▸ Task instructions:
Copy the passage on upper back pain from "How is upper" to "is it treated?", replacing "physical examination" with "clinical examination".

▸ Passage to read:
════════════════════
Your upper back is largely made up of the thoracic spine, the part of the back where the ribs attach for the most part. Upper back pain is pain felt between your lower neck and the upper part of your low back.
How does upper back pain occur?
The upper back (like other parts of the spine) is comprised of many joints, ligaments and associated muscles. Back pain is usually caused when ligaments or muscles attaching to the vertebrae are injured. It can also be caused by the joints in the upper back becoming loaded, fatigued and strained. Poor posture, muscular fatigue, poor nutrition and chronic muscular tension may contribute to pain levels. It is very common for someone to injure their upper back when carrying objects, throwing, bending or twisting. Sitting at a desk for a prolonged time can cause upper back muscles to tighten and become stiff. Tension in the front of the chest and pec muscles may also contribute to this tension. Upper back pain can come even come from vigorous coughing or sneezing.
Sometimes upper back pain is caused by scoliosis, a curve in the spine that has developed during the adolescent growth period. In scoliosis there is usually an imbalance of the muscles of the upper back. This should be thoroughly investigated first before being diagnosed.
What are the symptoms of upper back pain?
Symptoms of upper back pain may include:
- A feeling of tightness and tension
- muscle spasms
- pain when you take a deep breath
- pain when your back is touched or when you move
- pain when you move and roll your shoulders or bend your neck forward.
How is upper back pain diagnosed?
Diagnosis is generally done after thorough history taking and physical examination. The aim of the physical examination is to try and reproduce the pain so we can identify the source. This may be difficult without constant loading of the spine, although an understanding of what aggravates your pain and how it is aggravated will give us a good indication as to the diagnosis. X-rays may be requested in rare cases where the pain is persistent or a cause/trigger cannot be identified.
How is it treated?
After performing a thorough history and physical examination, a diagnosis is reached and a treatment plan is put together based on the diagnosis. Treatment generally has two objectives. One, is to reduce the symptoms of pain and discomfort, and two, to begin and continue the process of recovery and return to normal pain-free function. Your therapist may use a wide range of techniques from soft tissue release, joint mobilisation and articulation, stretching, muscle energy technique, and many other forms of manual therapy. The great thing about our therapists is that they have a wide range of tools at their disposal to help alleviate the pain. Techniques will be used based on giving you the best outcome in the shortest amount of time, maintaining the quality of care.
When can I return to my sport or activity?
The goal of rehabilitation is to return you to your sport or activity as soon as is safely possible. If you return too soon you may worsen your injury, which could lead to more damage. Everyone recovers from an injury at a different rate. In general, the longer you have symptoms before you start treatment, the longer it will take to get better.
It is important that you have fully recovered from your upper back pain before you return to your sport or strenuous activity. You must be able to have the same range of motion that you had before the injury. You should be able to run, lift, jump and twist without pain.
What can I do to prevent upper back pain?
The upper back is one of the areas of our body that is under constant strain in daily life. Whether sitting or standing, it takes to load from your torso and allows you to perform daily functions, especially ones that use your hands. The best way to prevent pain in this area is NOT to avoid using it but to improve the strength of the area so that it can withstand daily stresses. A good strength program will do this along with your will and compliance. Our practitioners can help you with this.
════════════════════
(Items listed in a dataset)
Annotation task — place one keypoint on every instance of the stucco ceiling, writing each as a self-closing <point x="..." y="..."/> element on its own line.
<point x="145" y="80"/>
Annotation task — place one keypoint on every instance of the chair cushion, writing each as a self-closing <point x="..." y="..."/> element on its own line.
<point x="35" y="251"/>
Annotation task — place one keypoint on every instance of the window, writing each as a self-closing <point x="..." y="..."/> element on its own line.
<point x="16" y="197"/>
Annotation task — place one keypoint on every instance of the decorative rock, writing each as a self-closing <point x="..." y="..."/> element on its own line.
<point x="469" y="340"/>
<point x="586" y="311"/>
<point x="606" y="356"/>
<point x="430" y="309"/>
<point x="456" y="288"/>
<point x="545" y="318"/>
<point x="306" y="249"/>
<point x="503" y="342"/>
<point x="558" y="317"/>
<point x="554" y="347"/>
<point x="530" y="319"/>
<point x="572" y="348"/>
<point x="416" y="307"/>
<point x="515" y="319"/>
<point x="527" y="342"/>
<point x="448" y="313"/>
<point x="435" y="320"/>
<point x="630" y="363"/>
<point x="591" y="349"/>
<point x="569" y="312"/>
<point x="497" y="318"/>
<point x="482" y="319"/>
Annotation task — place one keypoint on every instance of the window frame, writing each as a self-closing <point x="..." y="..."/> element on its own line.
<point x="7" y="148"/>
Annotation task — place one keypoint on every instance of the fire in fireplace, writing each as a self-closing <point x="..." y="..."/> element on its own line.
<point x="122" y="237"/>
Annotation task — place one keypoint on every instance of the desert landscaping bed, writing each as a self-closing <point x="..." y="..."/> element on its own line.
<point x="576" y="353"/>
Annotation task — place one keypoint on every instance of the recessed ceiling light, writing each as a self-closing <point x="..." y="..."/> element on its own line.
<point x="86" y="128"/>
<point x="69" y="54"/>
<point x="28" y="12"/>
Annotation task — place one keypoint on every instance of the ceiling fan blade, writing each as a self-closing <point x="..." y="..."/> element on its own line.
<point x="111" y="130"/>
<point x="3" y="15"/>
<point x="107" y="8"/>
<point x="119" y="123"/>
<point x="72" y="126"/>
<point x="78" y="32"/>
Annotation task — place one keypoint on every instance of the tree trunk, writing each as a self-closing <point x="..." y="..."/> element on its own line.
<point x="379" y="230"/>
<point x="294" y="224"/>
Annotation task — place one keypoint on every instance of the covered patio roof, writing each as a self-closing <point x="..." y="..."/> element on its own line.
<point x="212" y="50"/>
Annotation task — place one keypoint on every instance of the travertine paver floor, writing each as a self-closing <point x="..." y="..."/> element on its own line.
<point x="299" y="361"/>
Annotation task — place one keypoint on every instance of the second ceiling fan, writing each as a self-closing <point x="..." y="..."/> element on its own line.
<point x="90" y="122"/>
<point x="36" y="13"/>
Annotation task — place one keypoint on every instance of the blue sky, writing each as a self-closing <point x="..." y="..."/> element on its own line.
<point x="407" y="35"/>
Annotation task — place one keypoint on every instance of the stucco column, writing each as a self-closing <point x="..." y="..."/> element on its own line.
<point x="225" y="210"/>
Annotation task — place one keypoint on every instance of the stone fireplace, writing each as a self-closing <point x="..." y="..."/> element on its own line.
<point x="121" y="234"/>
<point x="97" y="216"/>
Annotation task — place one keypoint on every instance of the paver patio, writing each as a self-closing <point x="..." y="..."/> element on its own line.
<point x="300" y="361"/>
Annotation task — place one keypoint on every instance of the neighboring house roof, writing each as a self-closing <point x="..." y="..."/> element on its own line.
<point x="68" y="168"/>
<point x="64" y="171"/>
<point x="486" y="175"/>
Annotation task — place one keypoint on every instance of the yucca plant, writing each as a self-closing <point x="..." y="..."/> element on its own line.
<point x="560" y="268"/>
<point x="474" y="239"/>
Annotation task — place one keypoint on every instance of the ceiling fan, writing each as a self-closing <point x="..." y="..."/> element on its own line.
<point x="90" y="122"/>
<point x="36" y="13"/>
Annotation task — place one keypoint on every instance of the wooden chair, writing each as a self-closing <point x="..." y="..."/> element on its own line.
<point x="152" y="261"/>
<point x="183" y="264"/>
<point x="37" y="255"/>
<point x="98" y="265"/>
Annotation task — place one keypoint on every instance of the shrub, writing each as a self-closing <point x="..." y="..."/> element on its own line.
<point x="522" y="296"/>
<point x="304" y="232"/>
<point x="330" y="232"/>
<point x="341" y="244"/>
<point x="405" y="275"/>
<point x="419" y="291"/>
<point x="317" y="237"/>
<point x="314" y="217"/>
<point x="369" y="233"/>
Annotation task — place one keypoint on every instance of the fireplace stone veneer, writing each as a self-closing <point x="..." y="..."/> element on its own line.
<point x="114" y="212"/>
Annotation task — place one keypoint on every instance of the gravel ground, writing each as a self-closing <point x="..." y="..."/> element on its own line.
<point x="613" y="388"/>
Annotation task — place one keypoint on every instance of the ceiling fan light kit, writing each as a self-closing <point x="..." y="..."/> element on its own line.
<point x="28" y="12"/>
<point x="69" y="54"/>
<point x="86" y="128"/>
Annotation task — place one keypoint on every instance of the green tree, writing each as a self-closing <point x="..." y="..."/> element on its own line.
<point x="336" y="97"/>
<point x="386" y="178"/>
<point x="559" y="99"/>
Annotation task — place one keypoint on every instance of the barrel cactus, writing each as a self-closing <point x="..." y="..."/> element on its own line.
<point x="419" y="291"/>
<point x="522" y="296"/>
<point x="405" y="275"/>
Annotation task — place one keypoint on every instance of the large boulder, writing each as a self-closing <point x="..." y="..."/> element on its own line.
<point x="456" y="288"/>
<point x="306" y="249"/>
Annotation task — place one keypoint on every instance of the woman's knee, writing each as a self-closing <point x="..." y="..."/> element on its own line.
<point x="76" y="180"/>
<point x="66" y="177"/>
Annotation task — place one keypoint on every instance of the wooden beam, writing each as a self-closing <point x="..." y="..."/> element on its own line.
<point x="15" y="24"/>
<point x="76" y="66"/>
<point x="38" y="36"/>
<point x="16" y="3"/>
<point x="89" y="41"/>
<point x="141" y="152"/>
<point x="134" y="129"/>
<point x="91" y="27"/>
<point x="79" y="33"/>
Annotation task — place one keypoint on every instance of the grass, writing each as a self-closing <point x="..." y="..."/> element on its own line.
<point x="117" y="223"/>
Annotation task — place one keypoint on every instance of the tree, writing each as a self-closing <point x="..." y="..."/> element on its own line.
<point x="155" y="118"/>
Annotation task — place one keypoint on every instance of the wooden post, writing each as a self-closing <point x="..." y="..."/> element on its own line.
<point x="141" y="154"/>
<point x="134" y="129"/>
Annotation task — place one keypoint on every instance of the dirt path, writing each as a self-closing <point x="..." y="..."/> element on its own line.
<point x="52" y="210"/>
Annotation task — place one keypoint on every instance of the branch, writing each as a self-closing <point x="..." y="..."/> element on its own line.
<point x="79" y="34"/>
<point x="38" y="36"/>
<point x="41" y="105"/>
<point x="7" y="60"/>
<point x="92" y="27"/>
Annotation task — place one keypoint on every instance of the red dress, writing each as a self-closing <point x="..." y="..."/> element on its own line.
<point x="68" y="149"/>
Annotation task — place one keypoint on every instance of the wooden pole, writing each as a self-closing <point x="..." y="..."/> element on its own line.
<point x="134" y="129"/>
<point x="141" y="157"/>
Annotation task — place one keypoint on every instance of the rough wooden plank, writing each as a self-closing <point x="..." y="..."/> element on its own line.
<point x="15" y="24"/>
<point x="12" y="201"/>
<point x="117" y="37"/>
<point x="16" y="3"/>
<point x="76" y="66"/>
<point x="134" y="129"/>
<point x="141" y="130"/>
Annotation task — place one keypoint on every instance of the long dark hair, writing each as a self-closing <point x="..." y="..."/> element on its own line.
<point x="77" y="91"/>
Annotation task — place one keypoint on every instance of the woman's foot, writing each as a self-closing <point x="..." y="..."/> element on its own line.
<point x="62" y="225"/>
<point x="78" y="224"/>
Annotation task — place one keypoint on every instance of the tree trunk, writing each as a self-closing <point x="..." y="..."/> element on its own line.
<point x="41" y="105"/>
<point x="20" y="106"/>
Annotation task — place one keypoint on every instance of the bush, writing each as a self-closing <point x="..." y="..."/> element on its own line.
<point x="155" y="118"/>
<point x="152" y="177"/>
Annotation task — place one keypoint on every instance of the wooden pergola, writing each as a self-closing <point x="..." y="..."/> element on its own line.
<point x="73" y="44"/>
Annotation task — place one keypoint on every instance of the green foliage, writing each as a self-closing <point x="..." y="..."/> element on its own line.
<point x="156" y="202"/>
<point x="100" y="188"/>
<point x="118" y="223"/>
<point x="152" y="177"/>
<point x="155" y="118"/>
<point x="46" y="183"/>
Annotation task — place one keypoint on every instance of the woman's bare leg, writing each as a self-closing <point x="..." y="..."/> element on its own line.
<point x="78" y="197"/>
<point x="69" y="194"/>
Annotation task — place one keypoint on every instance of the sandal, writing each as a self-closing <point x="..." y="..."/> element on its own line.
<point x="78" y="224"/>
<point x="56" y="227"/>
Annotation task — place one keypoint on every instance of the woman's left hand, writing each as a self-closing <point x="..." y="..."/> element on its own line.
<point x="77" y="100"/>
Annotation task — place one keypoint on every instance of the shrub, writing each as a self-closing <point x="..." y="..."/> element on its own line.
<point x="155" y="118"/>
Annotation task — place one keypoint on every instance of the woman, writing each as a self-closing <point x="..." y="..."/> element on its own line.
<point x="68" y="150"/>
════════════════════
▸ Written reply:
How is upper back pain diagnosed?
Diagnosis is generally done after thorough history taking and clinical examination. The aim of the clinical examination is to try and reproduce the pain so we can identify the source. This may be difficult without constant loading of the spine, although an understanding of what aggravates your pain and how it is aggravated will give us a good indication as to the diagnosis. X-rays may be requested in rare cases where the pain is persistent or a cause/trigger cannot be identified.
How is it treated?